*MATERIAL TO PROCESS*:
— Begin —

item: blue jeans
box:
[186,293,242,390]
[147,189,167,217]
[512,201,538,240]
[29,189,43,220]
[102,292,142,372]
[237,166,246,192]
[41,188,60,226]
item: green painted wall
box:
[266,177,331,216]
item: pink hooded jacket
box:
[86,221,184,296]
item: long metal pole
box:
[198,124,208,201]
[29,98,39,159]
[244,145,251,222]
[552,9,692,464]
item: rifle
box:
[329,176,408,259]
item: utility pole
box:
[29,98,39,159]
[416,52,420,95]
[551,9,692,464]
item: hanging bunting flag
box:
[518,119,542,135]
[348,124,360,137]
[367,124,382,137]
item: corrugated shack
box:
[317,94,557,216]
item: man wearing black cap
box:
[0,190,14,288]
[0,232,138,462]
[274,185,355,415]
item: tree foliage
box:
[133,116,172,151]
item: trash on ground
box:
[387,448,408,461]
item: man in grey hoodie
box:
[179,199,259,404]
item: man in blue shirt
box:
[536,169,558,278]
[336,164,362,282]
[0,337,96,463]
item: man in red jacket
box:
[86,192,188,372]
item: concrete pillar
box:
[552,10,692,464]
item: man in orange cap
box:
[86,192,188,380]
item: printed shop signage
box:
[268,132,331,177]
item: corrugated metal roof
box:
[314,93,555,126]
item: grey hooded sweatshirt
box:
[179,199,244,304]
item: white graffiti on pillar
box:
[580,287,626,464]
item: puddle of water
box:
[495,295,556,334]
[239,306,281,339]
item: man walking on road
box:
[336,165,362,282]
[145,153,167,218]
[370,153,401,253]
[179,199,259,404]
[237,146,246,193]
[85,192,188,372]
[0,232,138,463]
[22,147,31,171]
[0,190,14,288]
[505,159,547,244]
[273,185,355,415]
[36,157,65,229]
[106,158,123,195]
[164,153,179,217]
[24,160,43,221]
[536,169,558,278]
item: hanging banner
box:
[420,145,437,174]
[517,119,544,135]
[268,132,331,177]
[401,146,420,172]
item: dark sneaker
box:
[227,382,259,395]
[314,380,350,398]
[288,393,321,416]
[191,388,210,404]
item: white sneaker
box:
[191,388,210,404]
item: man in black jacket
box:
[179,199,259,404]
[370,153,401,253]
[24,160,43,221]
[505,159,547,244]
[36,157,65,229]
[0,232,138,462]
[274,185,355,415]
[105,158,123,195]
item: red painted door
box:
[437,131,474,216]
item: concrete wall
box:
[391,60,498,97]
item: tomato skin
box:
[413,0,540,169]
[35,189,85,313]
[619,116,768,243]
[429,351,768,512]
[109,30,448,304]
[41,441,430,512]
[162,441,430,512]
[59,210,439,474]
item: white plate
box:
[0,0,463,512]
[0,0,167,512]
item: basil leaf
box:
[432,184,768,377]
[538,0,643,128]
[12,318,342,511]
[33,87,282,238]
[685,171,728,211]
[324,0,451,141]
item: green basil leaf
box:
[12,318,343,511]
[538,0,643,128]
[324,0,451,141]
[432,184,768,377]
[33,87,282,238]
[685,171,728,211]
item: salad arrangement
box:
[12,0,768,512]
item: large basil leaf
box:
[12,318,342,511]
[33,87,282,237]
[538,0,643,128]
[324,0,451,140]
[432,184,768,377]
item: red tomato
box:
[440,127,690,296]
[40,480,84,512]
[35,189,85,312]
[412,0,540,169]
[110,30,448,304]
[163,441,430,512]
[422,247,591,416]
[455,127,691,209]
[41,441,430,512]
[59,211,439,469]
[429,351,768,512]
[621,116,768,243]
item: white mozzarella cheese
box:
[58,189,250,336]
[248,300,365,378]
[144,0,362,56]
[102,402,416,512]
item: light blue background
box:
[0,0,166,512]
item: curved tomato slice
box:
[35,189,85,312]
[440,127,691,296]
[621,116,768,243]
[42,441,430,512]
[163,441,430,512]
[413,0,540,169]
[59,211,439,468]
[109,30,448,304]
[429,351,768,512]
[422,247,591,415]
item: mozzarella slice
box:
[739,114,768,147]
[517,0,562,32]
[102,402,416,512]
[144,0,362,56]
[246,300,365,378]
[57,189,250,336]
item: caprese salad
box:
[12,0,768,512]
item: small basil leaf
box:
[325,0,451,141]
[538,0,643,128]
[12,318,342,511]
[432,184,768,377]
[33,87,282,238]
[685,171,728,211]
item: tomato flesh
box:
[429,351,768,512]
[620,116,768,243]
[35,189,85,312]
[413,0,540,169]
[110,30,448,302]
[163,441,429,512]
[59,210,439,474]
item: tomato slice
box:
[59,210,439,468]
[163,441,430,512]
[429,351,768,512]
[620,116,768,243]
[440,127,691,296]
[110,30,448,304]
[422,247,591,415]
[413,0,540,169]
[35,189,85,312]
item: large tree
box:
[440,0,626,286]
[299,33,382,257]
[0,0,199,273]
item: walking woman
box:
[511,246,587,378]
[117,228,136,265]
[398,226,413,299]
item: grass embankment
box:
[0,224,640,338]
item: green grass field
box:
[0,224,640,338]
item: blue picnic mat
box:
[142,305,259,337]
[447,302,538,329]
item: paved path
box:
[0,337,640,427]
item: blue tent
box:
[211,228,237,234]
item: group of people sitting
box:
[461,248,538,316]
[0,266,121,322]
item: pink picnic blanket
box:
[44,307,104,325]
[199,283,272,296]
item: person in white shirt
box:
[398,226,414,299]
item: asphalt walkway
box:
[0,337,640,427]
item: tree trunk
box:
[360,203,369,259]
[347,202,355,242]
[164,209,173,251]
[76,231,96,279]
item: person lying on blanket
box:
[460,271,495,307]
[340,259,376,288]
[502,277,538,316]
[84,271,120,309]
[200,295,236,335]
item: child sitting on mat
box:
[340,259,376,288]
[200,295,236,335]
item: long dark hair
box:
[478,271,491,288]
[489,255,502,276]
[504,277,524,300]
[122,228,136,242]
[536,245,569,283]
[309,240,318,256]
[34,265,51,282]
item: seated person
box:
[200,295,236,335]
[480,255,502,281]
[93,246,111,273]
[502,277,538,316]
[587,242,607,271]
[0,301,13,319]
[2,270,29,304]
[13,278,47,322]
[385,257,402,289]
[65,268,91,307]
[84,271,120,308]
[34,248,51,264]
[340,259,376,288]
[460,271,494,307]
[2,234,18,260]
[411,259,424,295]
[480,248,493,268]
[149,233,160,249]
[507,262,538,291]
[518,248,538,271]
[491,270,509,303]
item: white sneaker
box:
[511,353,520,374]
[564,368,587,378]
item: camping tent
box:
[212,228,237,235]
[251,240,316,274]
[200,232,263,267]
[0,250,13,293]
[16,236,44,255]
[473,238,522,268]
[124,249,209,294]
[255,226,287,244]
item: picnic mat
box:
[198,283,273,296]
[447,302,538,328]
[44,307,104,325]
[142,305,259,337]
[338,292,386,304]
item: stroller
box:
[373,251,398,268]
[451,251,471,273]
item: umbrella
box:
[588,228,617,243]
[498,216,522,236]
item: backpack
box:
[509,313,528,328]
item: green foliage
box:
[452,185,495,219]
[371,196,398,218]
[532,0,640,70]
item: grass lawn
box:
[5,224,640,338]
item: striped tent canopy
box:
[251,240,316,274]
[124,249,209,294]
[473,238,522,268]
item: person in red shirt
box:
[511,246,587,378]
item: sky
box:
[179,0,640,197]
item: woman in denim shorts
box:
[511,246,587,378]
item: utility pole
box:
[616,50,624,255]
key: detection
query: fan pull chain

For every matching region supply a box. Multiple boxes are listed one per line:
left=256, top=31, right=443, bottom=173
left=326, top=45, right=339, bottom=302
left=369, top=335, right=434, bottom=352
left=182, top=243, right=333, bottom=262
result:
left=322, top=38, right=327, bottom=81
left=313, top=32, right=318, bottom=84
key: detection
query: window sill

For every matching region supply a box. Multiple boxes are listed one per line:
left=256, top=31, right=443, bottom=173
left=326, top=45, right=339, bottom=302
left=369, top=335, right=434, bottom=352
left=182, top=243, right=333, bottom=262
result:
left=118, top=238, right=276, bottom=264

— End —

Turn the lines of the data from the one containing "item: camping tent" through the one containing "[179,0,640,197]", inclusive, into a numbered list, leaving out any blank lines.

1. item: camping tent
2. box:
3. [212,228,237,235]
4. [251,240,316,274]
5. [200,232,263,267]
6. [0,250,13,293]
7. [16,236,44,255]
8. [473,238,522,268]
9. [124,249,209,294]
10. [255,226,287,244]
11. item: picnic mat
12. box:
13. [198,283,273,296]
14. [447,302,538,328]
15. [44,307,104,325]
16. [142,305,259,337]
17. [338,292,386,304]
18. item: stroller
19. box:
20. [373,251,398,268]
21. [451,251,471,273]
22. item: umbrella
23. box:
24. [588,228,617,243]
25. [498,216,522,236]
26. item: backpack
27. box:
28. [509,313,528,328]
29. item: green foliage
30. box:
31. [452,185,495,219]
32. [371,196,398,218]
33. [532,0,640,70]
34. item: grass lawn
35. box:
36. [5,224,640,338]
37. item: striped tent canopy
38. box:
39. [251,240,316,274]
40. [124,249,209,294]
41. [473,238,522,268]
42. item: person in red shirt
43. box:
44. [511,246,587,378]
45. item: sky
46. box:
47. [179,0,640,197]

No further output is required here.